(Source data)
◇ ◇ ◇ ◇ ◇ ◇ ◇

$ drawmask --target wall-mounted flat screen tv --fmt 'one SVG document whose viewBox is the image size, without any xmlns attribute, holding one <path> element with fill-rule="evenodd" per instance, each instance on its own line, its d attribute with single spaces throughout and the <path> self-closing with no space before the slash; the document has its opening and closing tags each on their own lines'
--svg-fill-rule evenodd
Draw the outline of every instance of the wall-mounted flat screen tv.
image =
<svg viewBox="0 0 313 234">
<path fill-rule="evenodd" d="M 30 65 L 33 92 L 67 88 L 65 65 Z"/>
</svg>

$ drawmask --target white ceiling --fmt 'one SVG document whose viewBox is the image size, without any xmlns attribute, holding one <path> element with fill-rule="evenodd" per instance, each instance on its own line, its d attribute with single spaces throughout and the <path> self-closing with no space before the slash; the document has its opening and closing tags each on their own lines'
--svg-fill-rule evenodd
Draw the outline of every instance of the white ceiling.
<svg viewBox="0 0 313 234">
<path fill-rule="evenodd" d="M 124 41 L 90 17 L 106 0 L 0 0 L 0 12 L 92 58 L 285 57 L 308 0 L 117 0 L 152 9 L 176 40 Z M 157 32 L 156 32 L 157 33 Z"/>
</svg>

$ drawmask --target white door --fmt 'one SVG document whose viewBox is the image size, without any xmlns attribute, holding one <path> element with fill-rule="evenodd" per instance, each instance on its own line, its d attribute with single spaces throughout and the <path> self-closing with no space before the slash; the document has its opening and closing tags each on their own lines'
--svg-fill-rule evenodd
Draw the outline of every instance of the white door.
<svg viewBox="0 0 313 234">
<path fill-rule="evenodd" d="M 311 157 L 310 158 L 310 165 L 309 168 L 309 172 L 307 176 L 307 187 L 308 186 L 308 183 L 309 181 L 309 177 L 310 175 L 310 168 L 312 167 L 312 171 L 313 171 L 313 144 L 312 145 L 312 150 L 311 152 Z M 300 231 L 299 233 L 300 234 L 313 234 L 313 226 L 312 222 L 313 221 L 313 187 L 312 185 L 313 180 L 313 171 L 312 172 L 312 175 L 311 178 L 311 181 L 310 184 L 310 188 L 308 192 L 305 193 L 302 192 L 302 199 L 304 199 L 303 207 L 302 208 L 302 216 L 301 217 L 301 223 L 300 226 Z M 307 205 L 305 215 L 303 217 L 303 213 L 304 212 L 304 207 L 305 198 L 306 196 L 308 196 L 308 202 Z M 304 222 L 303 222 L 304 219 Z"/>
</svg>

◇ ◇ ◇ ◇ ◇ ◇ ◇

Present every line of the listing above as a numbered list, leaving out the blank lines.

→ FULL ANSWER:
1. $ drawmask --target wall-mounted flat screen tv --fmt 'one SVG document whose viewBox is the image size, without any xmlns attribute, holding one <path> element with fill-rule="evenodd" per instance, each instance on its own line, its d attribute with single spaces throughout and the <path> self-closing with no space before the slash; the document has its opening and closing tags each on their own lines'
2. --svg-fill-rule evenodd
3. Draw the outline of every instance of the wall-mounted flat screen tv.
4. image =
5. <svg viewBox="0 0 313 234">
6. <path fill-rule="evenodd" d="M 30 65 L 33 92 L 67 88 L 65 65 Z"/>
7. </svg>
8. $ drawmask --target white ceiling --fmt 'one SVG document whose viewBox is the image size, without any xmlns attribute, holding one <path> element with fill-rule="evenodd" per instance, each instance on its own line, its d attribute with single spaces throughout and the <path> self-closing with no space before the slash; the document has its opening and closing tags each on their own lines'
9. --svg-fill-rule evenodd
10. Draw the outline of every instance of the white ceiling.
11. <svg viewBox="0 0 313 234">
12. <path fill-rule="evenodd" d="M 124 41 L 90 17 L 106 0 L 0 0 L 0 12 L 92 58 L 285 57 L 308 0 L 117 0 L 152 9 L 176 40 Z M 157 32 L 156 32 L 157 33 Z"/>
13. </svg>
14. $ drawmask --target white door --fmt 'one SVG document whose viewBox is the image size, without any xmlns attribute, holding one <path> element with fill-rule="evenodd" per instance, each instance on its own line, its d attribute with single spaces throughout and the <path> self-closing with no space before the slash; the document has its opening and closing tags each on their own lines'
15. --svg-fill-rule evenodd
16. Draw the outline of every instance of the white door.
17. <svg viewBox="0 0 313 234">
18. <path fill-rule="evenodd" d="M 311 157 L 310 158 L 310 165 L 309 168 L 309 172 L 307 176 L 307 187 L 308 186 L 308 183 L 309 181 L 309 177 L 310 175 L 310 168 L 312 167 L 312 171 L 313 171 L 313 144 L 312 145 L 312 150 L 311 152 Z M 300 231 L 299 233 L 300 234 L 313 234 L 313 226 L 312 222 L 313 221 L 313 187 L 312 185 L 313 180 L 313 171 L 312 172 L 312 175 L 311 178 L 311 181 L 310 184 L 310 188 L 308 192 L 305 193 L 302 192 L 302 199 L 304 199 L 303 207 L 302 208 L 302 216 L 301 217 L 301 223 L 300 226 Z M 307 205 L 305 215 L 303 217 L 303 213 L 304 212 L 304 207 L 305 198 L 306 196 L 308 196 L 308 202 Z M 304 222 L 303 222 L 304 219 Z"/>
19. </svg>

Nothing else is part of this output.